[Records drawn from a dataset]
+-------+
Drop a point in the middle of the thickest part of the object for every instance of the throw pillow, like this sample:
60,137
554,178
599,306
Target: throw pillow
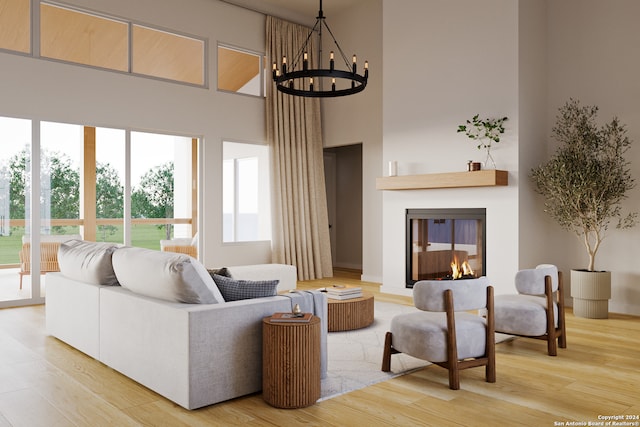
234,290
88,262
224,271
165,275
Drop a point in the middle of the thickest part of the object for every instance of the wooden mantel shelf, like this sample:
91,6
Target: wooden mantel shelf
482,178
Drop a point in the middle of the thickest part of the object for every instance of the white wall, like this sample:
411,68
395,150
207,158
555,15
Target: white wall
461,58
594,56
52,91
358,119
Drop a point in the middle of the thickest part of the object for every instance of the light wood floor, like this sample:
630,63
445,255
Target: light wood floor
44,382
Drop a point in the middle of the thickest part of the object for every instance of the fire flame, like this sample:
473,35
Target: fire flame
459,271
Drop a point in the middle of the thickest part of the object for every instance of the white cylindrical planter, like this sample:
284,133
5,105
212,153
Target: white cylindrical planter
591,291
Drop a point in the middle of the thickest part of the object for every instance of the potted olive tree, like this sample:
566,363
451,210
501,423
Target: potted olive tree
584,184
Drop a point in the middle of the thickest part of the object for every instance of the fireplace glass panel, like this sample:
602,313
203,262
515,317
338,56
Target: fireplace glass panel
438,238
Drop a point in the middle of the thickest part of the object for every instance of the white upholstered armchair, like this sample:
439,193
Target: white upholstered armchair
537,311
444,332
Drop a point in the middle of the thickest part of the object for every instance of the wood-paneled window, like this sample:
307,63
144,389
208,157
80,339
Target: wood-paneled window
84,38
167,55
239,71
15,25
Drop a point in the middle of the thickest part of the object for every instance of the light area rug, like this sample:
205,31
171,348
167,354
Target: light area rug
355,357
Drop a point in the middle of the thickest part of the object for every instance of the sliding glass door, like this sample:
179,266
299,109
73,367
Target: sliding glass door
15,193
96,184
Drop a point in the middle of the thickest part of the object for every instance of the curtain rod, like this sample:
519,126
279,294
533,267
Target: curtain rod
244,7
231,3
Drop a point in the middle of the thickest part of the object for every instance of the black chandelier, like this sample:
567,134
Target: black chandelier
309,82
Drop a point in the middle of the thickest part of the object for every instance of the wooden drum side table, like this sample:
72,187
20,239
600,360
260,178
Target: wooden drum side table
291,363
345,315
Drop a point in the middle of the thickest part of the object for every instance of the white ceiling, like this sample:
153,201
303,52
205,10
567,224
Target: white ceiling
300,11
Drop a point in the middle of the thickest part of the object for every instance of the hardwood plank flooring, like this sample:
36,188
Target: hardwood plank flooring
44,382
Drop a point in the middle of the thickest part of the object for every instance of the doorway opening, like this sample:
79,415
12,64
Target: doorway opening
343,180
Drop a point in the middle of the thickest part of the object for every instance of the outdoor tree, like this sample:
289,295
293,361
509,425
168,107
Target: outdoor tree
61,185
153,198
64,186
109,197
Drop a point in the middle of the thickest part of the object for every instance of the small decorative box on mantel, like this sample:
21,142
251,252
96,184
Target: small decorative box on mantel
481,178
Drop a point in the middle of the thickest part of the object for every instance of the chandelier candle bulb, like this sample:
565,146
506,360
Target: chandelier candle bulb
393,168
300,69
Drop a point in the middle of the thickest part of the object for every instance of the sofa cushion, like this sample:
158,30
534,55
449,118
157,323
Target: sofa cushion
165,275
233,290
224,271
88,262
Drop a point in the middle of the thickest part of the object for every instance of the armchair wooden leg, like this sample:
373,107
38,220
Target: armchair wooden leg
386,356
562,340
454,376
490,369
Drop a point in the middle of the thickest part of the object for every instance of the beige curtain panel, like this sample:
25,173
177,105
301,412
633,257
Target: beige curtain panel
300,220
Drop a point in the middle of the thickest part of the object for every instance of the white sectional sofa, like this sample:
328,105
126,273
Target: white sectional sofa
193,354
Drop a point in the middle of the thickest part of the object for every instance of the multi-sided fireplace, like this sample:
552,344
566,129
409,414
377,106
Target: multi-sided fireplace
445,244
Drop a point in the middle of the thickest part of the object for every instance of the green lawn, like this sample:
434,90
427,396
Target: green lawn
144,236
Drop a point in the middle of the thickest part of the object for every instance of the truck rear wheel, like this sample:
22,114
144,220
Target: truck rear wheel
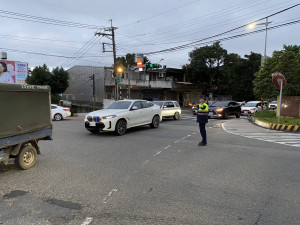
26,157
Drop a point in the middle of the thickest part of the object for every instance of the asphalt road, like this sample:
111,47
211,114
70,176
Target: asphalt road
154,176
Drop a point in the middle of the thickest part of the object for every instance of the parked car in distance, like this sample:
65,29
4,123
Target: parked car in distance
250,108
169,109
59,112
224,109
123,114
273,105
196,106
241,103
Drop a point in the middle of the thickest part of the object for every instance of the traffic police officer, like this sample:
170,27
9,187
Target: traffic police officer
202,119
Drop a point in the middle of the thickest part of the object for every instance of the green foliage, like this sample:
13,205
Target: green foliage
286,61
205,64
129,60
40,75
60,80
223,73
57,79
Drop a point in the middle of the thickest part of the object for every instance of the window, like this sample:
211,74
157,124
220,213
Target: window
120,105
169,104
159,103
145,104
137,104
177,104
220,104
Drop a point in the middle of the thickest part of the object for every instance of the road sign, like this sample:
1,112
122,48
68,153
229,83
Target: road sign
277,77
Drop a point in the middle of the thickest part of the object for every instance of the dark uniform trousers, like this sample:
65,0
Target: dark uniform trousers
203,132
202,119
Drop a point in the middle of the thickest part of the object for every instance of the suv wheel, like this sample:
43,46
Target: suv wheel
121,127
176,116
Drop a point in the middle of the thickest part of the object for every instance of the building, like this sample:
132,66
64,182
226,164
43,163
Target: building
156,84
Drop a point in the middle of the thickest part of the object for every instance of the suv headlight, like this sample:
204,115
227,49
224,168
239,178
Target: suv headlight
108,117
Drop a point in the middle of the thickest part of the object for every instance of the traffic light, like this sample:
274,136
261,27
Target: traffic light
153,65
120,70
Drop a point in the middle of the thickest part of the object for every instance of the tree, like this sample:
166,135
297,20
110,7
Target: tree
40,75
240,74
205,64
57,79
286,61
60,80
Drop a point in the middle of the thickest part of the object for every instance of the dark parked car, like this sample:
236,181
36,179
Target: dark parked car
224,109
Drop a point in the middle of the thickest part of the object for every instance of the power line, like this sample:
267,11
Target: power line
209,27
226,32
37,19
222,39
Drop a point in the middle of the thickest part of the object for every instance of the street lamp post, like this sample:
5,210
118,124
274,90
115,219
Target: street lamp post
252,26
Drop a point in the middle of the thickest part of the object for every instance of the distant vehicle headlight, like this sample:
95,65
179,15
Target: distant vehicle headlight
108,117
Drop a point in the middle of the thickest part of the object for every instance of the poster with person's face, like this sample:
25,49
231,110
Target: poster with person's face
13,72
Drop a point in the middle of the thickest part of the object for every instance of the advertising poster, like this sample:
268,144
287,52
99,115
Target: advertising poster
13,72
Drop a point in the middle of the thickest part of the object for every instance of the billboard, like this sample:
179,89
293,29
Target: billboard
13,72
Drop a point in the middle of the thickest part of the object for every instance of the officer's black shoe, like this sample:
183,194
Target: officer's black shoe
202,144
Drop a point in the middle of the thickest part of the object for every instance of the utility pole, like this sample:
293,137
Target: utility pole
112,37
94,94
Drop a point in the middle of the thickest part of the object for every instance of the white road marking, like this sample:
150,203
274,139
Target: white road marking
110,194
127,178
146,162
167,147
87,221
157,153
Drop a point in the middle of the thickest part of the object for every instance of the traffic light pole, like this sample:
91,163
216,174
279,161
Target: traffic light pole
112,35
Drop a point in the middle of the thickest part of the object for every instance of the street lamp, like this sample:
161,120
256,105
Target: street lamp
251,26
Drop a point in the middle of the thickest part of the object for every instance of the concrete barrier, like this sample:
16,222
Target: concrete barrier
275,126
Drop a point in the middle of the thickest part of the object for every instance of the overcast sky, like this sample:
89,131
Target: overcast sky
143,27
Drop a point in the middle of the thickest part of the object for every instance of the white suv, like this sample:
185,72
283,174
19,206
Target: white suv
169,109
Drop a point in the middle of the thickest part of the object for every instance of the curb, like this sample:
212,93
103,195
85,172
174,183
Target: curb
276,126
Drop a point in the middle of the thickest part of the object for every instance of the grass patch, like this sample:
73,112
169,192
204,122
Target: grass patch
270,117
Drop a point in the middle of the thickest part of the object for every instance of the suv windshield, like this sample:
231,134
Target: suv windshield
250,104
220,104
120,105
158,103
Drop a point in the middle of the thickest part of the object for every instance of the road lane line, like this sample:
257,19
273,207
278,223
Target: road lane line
+-------+
• WORK ITEM:
From the records above, copy every line that includes the word "lane".

• RESPONSE AREA:
Drop a point in the middle of the thickest part of the object for every instance of the road lane line, like this sample:
Target: road lane line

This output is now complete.